→ Problem details: Retype each entry below, keeping every character the same.

→ Available records:
****
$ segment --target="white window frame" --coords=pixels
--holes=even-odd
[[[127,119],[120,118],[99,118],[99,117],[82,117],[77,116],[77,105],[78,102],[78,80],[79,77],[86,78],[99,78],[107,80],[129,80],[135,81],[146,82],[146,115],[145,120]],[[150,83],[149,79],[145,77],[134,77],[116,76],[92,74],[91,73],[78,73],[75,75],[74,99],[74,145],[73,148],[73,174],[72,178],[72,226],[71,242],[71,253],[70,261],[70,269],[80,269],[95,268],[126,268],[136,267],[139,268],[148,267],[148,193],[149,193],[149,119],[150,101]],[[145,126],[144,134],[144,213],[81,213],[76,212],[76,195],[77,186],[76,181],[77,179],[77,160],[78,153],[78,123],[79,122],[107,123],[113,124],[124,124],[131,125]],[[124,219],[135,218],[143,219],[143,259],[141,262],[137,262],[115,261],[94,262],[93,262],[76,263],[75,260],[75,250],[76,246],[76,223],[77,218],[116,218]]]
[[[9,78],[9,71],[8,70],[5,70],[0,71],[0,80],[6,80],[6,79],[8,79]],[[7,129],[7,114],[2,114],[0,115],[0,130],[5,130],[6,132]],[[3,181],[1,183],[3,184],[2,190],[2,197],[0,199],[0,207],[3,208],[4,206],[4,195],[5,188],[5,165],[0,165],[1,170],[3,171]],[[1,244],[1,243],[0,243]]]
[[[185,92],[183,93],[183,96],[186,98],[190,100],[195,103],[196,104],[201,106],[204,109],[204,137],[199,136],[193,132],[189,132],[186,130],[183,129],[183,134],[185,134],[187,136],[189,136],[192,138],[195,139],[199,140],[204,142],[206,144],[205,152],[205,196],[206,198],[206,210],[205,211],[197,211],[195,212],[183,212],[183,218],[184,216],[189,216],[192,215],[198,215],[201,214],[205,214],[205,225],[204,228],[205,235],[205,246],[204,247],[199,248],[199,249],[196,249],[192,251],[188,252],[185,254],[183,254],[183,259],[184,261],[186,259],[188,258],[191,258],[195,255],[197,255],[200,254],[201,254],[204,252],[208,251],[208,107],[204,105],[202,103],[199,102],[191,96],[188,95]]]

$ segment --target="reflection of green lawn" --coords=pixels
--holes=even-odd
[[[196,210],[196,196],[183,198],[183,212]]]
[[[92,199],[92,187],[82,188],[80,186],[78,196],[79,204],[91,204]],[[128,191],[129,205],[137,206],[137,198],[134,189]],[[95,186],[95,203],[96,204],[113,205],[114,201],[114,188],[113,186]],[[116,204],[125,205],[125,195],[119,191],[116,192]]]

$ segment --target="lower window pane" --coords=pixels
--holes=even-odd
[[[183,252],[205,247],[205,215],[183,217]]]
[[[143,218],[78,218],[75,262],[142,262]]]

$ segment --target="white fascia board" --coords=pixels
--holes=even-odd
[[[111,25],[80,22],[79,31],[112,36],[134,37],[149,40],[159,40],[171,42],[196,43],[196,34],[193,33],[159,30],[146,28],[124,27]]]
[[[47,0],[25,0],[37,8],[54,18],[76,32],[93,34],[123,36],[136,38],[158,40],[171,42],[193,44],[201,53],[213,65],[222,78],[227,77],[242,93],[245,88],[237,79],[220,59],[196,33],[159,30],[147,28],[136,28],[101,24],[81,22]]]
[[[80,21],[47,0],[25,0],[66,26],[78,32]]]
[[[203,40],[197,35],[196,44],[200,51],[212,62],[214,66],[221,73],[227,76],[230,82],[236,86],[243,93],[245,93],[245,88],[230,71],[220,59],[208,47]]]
****
→ Response:
$ segment --target="white window frame" --coords=pixels
--holes=even-odd
[[[127,119],[120,118],[99,118],[99,117],[82,117],[77,116],[77,105],[78,102],[78,80],[79,77],[86,78],[99,78],[107,80],[129,80],[135,81],[146,82],[146,115],[145,120]],[[150,83],[149,79],[145,77],[134,77],[116,76],[92,74],[91,73],[78,73],[75,75],[74,99],[74,145],[73,148],[73,174],[72,178],[72,226],[71,242],[71,253],[70,261],[70,269],[80,269],[95,268],[126,268],[136,267],[139,268],[148,267],[148,193],[149,193],[149,119],[150,101]],[[145,126],[144,134],[144,213],[81,213],[76,212],[76,195],[77,186],[76,181],[77,179],[77,160],[78,153],[78,123],[79,122],[107,123],[113,124],[124,124],[131,125]],[[124,219],[135,218],[143,219],[143,259],[141,262],[137,262],[115,261],[94,262],[93,262],[76,263],[75,260],[75,250],[76,246],[76,223],[77,218],[116,218]]]
[[[9,78],[9,71],[8,70],[5,70],[0,71],[0,80],[6,80],[6,79],[8,79]],[[7,129],[7,114],[2,114],[0,115],[0,130],[5,130],[6,132]],[[3,181],[1,183],[3,184],[2,190],[2,197],[0,199],[0,207],[3,208],[4,206],[4,195],[5,188],[5,165],[0,165],[1,170],[3,171]],[[1,244],[1,243],[0,243]]]
[[[185,92],[183,93],[183,96],[186,98],[190,100],[195,103],[196,104],[201,106],[204,109],[204,137],[199,136],[193,132],[189,132],[186,130],[183,129],[183,134],[185,134],[187,136],[189,136],[192,138],[195,139],[199,140],[204,142],[206,144],[205,152],[205,196],[206,198],[206,210],[205,211],[197,211],[195,212],[183,212],[183,218],[184,216],[189,216],[192,215],[198,215],[201,214],[205,214],[205,225],[204,228],[205,235],[205,246],[204,247],[199,248],[199,249],[196,249],[192,251],[188,252],[185,254],[183,254],[183,259],[184,261],[186,259],[188,258],[191,258],[195,255],[197,255],[200,254],[201,254],[204,252],[208,251],[208,107],[204,105],[202,103],[199,102],[191,96],[188,95]]]

$ segment --target="reflection of green lawn" --coords=pixels
--holes=even-odd
[[[196,210],[196,196],[183,198],[183,212]]]
[[[92,199],[92,187],[82,188],[80,186],[78,196],[79,204],[91,204]],[[128,191],[129,205],[137,206],[137,198],[134,189]],[[95,186],[95,203],[96,204],[113,205],[114,201],[114,188],[113,186]],[[116,204],[125,205],[125,195],[119,191],[116,192]]]

$ segment --target="lower window pane" --coords=pixels
--holes=even-odd
[[[183,252],[205,247],[205,215],[183,217]]]
[[[143,218],[78,218],[75,262],[142,262]]]

$ segment --target="white fascia board" --coords=pixels
--holes=even-odd
[[[111,25],[80,22],[79,31],[112,36],[134,37],[149,40],[159,40],[171,42],[196,43],[196,34],[193,33],[159,30],[146,28],[124,27]]]
[[[47,0],[25,0],[37,8],[54,18],[76,32],[93,34],[123,36],[136,38],[158,40],[171,42],[193,44],[201,53],[213,65],[222,78],[227,77],[242,93],[245,88],[237,79],[220,59],[196,33],[159,30],[147,28],[136,28],[101,24],[81,22]]]
[[[80,21],[47,0],[25,0],[66,26],[78,32]]]
[[[203,40],[197,35],[196,44],[200,51],[212,62],[214,66],[221,73],[227,76],[230,82],[236,86],[243,93],[245,93],[245,88],[230,71],[220,59],[208,47]]]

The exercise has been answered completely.